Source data
^^^^
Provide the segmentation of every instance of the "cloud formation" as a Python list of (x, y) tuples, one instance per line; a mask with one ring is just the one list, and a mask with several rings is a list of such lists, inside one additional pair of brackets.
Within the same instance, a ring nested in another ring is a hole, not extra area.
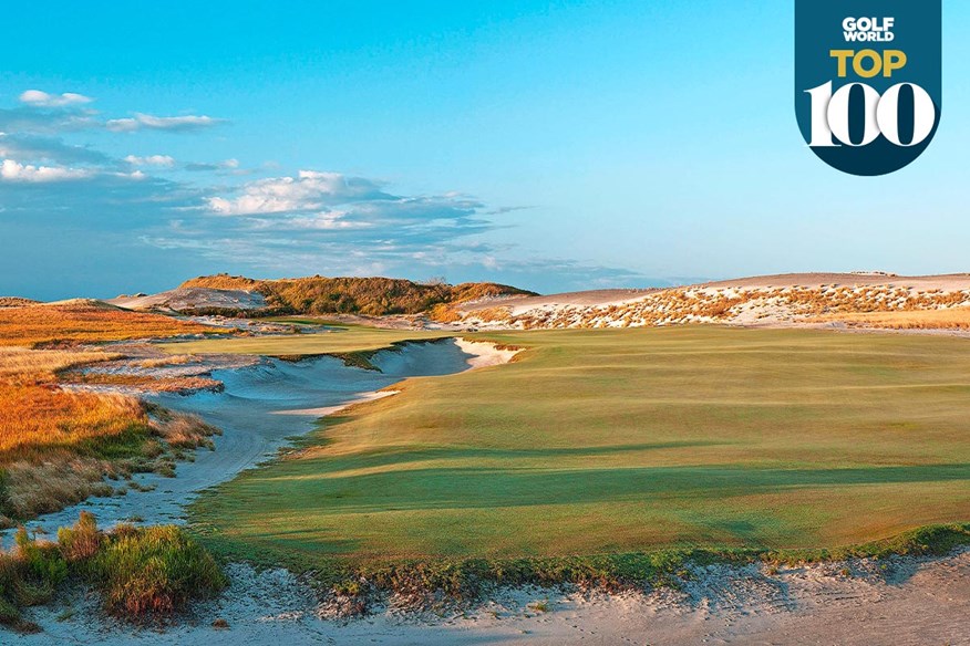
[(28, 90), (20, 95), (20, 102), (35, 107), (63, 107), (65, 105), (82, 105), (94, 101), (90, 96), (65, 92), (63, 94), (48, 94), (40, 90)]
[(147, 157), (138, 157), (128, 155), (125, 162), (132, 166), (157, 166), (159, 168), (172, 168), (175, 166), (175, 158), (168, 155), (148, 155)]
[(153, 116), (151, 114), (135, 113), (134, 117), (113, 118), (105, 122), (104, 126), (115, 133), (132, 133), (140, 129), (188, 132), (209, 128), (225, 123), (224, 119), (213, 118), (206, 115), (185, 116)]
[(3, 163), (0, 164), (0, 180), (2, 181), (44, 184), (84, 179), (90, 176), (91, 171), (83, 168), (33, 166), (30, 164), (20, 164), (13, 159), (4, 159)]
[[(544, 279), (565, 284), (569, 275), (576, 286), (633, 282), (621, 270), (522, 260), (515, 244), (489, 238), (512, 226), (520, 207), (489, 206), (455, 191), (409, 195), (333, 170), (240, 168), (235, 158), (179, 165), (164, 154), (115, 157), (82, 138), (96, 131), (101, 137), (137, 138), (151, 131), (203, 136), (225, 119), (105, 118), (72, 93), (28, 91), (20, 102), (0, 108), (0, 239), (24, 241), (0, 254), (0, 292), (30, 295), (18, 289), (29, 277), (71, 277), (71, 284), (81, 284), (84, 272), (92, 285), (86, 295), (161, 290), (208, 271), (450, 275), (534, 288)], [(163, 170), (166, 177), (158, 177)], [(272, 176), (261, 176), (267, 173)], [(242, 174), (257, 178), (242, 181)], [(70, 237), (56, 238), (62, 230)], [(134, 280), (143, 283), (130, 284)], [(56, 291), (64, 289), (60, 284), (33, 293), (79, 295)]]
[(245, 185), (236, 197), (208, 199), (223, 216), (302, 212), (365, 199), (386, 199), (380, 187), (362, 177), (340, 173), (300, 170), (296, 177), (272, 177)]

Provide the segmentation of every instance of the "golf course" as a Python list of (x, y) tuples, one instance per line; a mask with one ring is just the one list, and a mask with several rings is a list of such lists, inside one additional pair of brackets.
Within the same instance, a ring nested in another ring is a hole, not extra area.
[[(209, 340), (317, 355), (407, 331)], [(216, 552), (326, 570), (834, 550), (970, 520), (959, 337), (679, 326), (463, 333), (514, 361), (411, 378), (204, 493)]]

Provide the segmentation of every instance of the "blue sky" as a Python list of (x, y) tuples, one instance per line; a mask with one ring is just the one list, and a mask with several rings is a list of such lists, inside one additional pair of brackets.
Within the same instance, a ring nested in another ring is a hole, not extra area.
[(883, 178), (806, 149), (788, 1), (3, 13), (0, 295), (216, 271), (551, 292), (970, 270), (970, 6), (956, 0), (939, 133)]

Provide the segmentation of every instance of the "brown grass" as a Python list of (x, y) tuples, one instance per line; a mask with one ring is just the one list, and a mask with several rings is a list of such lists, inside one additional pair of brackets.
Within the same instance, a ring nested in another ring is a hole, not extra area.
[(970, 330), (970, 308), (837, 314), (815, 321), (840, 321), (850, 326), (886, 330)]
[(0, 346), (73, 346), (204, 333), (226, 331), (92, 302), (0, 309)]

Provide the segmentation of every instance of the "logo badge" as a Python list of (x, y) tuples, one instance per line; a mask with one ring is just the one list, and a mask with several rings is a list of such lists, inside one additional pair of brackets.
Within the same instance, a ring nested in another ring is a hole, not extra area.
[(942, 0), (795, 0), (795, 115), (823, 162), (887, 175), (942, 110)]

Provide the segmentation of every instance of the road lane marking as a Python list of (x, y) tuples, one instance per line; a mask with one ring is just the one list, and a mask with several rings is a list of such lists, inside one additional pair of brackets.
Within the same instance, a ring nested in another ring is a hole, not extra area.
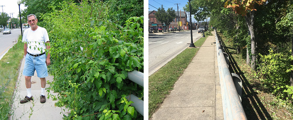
^^^^
■ **Task to carry out**
Copy the listing word for word from the line containing "Provide the segmentation of every instance of the road" through the end of the listing, including both ends. Leave any pictures out of your copy.

■ **Output of the exercise**
Provide the segmentation of every instance of the road lane marking as a Python list of (x, y) tuples, one instance per line; a mask with one ring is just the one list, and a mask with several rings is a list of such lists, inside one additional pair of brackets.
Within the same instance, a ring nested in another ring is a hole, not extra area.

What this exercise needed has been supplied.